Work to do: Can you scale the items starting at the line containing "of the brown" and ending at the line containing "of the stage", both lines included? Write out only those lines, requests included, with each x and y coordinate in the answers multiplied by 0.55 and rounded to a whole number, halves rounding up.

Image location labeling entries
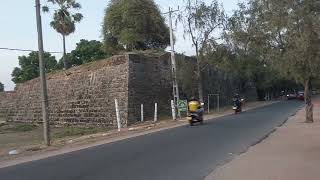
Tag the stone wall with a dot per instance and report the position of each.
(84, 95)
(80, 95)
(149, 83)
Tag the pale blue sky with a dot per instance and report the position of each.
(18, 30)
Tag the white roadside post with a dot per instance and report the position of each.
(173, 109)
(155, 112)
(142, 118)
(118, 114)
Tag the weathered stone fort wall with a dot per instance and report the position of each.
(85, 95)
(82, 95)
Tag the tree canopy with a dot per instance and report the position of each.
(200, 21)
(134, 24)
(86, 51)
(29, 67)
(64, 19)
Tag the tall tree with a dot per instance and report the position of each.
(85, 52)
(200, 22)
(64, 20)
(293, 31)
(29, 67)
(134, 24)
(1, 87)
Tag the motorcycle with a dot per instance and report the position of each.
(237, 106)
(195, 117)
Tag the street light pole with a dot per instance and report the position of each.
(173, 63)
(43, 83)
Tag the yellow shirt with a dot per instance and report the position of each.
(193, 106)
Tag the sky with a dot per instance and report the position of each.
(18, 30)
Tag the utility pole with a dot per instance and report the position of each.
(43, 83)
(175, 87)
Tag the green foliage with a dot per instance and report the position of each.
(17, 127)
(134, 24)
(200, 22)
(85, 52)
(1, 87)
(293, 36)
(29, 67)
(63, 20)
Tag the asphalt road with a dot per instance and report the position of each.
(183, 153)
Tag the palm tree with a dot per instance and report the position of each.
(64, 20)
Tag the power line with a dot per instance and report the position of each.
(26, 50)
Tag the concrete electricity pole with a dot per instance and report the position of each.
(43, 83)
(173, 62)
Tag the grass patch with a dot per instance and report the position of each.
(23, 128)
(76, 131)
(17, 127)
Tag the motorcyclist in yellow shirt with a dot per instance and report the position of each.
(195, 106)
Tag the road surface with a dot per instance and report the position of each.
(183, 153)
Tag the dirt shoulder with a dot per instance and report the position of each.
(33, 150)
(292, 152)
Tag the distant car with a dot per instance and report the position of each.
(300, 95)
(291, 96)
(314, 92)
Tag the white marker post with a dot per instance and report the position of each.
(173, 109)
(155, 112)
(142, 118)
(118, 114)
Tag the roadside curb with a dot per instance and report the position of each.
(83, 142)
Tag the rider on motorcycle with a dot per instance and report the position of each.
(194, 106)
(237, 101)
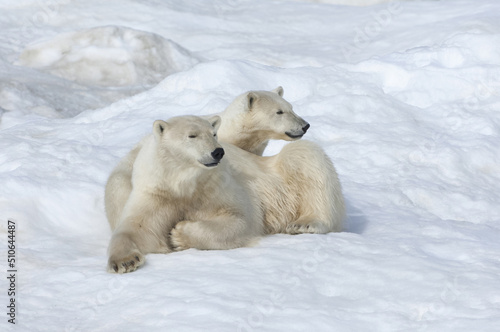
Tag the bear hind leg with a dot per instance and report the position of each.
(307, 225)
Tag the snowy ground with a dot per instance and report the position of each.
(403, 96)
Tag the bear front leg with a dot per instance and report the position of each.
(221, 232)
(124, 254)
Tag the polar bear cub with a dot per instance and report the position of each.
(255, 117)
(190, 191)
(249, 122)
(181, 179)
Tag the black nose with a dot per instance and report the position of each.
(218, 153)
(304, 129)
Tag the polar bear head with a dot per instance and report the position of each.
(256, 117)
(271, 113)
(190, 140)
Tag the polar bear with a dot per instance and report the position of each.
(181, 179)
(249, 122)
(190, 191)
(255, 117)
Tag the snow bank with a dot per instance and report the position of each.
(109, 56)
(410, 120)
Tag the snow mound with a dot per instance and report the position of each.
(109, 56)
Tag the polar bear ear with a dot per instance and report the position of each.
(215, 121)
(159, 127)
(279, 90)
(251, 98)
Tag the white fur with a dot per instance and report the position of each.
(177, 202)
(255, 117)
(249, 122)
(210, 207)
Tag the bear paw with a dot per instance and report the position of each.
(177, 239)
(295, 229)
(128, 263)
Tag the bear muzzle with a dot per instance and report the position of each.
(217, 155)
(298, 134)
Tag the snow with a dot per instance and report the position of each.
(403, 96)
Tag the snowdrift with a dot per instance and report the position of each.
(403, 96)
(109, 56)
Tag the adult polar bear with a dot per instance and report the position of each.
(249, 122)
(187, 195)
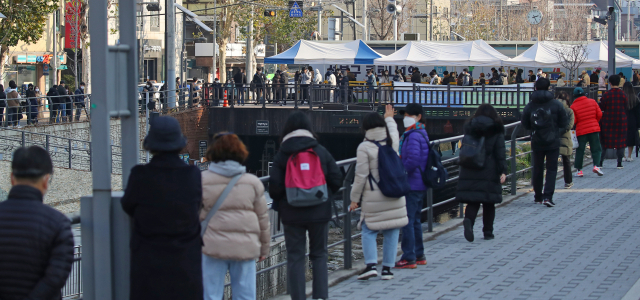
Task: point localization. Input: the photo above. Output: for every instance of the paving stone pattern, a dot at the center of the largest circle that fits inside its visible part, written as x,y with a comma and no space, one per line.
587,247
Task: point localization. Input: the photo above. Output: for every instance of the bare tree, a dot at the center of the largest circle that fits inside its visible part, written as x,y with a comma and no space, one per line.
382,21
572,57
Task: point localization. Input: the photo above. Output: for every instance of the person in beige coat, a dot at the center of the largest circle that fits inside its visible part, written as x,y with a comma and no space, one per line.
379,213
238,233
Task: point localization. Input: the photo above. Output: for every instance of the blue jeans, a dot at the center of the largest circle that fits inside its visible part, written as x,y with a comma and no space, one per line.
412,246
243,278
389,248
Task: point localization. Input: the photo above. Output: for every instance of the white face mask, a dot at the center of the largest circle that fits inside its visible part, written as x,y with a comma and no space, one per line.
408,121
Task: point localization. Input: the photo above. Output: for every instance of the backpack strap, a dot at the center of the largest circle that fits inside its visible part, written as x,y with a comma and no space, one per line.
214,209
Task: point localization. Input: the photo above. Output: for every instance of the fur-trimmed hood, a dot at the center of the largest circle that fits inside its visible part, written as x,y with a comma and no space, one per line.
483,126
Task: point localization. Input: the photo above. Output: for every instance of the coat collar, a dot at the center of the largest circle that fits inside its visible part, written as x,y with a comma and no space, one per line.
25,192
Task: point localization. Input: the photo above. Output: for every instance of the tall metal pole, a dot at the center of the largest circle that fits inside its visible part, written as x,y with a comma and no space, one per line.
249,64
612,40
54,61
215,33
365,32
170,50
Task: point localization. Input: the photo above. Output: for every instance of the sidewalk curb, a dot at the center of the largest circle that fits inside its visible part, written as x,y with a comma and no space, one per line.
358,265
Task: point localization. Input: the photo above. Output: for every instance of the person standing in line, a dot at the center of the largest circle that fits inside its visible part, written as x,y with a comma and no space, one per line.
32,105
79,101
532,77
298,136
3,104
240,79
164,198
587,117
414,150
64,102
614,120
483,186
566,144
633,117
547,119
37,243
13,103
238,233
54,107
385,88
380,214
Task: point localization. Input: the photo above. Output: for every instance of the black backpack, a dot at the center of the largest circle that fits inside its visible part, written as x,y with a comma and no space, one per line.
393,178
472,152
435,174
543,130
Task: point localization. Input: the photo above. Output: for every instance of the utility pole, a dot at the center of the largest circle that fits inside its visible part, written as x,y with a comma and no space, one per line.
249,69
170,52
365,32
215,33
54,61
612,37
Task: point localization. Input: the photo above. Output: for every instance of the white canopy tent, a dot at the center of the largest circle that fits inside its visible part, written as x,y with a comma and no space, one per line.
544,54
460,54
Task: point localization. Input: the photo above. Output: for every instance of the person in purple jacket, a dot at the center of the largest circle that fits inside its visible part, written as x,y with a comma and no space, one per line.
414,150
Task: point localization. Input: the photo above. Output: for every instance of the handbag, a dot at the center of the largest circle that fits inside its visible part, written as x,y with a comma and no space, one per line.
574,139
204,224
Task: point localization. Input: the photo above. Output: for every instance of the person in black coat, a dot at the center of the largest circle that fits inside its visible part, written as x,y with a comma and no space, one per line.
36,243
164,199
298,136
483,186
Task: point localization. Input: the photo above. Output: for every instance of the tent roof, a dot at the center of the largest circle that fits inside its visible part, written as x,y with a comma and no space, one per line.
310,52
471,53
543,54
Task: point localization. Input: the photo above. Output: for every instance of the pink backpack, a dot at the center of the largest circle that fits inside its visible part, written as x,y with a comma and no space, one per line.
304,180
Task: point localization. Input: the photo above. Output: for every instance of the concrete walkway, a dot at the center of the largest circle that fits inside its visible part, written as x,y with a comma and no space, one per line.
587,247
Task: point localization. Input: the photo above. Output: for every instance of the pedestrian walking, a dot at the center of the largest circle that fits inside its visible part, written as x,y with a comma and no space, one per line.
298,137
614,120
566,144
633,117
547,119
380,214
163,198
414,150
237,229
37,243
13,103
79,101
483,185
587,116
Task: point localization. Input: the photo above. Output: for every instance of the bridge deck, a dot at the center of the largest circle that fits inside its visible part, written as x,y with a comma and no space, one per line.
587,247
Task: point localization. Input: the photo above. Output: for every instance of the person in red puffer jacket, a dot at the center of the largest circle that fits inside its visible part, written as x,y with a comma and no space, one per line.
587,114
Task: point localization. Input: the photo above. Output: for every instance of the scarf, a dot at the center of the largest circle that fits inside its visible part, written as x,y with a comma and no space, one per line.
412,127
==
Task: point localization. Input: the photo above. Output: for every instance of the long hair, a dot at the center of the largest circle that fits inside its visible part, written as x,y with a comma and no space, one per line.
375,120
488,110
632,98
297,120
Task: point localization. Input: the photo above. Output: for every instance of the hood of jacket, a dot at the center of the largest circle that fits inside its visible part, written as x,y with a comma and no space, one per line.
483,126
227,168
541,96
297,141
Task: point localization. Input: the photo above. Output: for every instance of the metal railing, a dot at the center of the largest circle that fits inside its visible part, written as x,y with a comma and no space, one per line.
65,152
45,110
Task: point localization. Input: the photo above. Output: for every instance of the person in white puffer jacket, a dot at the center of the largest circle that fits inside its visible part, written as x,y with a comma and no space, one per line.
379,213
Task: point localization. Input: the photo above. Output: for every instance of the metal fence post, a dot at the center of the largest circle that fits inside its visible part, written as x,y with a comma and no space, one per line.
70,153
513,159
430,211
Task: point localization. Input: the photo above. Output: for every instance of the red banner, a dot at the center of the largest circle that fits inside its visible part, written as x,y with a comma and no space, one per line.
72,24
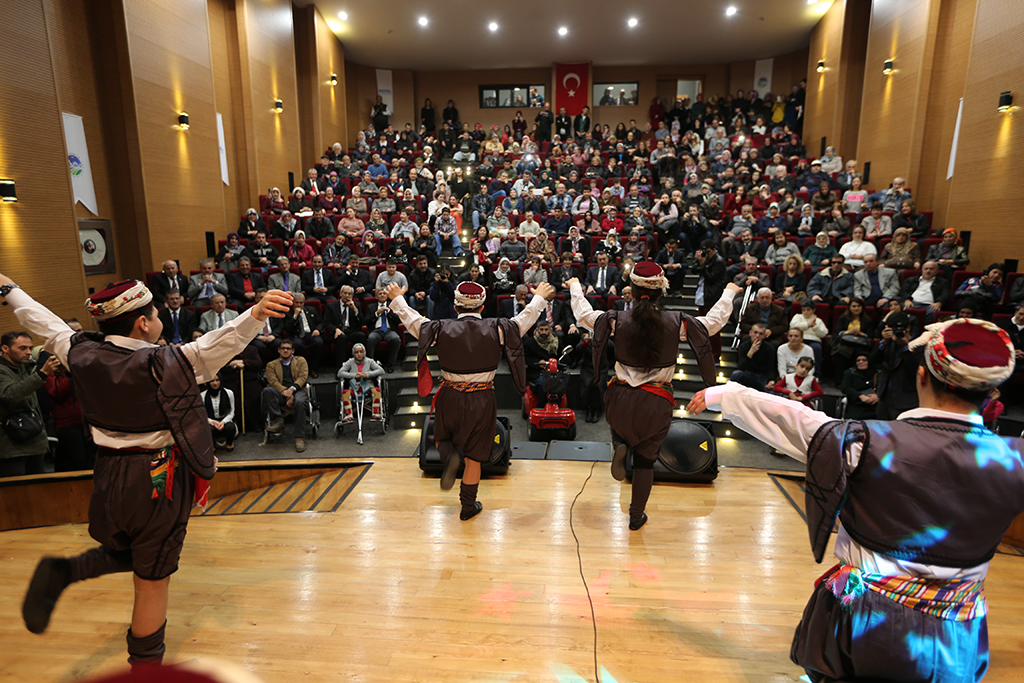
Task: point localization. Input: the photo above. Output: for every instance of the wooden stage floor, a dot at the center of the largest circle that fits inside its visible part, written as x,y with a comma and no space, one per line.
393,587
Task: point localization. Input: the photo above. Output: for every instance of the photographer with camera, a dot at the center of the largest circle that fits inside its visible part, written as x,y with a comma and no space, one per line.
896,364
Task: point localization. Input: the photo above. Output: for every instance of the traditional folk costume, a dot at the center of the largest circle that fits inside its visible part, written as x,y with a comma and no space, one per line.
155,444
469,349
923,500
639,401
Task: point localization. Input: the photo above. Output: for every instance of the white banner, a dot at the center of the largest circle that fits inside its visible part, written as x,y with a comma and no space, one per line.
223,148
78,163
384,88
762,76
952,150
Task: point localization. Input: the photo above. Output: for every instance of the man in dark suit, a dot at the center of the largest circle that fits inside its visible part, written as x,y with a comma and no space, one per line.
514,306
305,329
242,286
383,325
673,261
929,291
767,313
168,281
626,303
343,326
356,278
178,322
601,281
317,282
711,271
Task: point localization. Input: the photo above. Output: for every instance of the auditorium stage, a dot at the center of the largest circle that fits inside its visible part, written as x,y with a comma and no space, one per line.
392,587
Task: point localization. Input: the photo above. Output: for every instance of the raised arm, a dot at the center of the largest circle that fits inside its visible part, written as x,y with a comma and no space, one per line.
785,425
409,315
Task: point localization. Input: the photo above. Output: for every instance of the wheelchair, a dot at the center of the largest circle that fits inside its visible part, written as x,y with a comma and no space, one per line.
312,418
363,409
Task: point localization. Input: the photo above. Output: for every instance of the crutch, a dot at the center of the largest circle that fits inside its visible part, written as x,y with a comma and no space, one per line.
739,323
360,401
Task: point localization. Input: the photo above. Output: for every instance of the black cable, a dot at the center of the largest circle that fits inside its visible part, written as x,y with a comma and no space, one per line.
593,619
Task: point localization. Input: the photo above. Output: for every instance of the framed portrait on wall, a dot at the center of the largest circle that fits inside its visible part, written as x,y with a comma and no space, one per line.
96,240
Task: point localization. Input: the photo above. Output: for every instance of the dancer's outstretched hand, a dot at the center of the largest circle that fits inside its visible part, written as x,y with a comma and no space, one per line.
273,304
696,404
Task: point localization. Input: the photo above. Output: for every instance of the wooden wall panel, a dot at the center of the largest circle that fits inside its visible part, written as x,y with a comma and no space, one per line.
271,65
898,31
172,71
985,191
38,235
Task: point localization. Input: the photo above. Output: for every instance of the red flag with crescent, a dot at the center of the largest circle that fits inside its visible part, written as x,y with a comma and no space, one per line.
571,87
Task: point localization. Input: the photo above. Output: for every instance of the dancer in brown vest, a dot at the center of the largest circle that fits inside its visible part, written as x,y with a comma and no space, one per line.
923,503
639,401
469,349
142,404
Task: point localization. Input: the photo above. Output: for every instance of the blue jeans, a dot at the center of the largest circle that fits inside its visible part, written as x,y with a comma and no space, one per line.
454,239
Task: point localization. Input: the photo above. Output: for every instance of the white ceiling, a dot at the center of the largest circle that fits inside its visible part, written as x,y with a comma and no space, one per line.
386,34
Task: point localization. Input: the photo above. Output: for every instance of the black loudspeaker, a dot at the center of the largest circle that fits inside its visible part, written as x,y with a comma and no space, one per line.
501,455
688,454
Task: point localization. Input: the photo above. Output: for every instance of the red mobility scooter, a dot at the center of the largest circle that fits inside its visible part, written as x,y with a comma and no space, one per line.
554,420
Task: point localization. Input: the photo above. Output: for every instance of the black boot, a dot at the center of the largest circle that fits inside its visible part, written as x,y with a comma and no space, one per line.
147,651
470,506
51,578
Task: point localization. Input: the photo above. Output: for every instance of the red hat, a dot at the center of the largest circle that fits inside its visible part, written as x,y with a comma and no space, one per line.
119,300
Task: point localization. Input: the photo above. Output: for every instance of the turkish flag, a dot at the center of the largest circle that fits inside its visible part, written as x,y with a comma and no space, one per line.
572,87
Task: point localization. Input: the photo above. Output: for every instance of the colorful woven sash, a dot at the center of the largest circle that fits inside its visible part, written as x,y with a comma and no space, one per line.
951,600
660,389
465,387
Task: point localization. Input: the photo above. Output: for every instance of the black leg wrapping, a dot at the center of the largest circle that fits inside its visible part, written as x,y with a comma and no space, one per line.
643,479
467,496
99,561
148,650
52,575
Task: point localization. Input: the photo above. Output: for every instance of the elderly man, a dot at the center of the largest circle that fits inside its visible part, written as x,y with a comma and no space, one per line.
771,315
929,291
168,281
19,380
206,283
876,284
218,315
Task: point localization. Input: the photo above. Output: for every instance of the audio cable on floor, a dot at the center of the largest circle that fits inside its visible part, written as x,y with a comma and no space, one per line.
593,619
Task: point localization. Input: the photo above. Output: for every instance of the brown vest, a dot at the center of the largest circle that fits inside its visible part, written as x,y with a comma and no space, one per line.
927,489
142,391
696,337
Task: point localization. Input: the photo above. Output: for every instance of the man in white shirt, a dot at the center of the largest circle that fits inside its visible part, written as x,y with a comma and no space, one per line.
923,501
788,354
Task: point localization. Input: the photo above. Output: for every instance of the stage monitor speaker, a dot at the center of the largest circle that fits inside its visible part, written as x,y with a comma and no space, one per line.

Solution to this problem:
Task: point localization. Input: the photo above. Output: for every instance of the brown vest, a dot at the center of the largest circle that fits inside its visible part, written as x,y with a comma and no space, one per line.
510,269
78,215
383,185
Task: point localization. Input: the photo above. Output: for every instance of the man in white shirt, a dot at the center of the largest circle that fits inside its visible part, written as x,y with a comma and no space, one per line.
508,276
433,195
Task: point localization. Input: the photo above. Output: for every instance of the stage monitor speaker, a dot at the center of the largest circle that fits inside its visible part, written as x,y with a comma and no space, one per line.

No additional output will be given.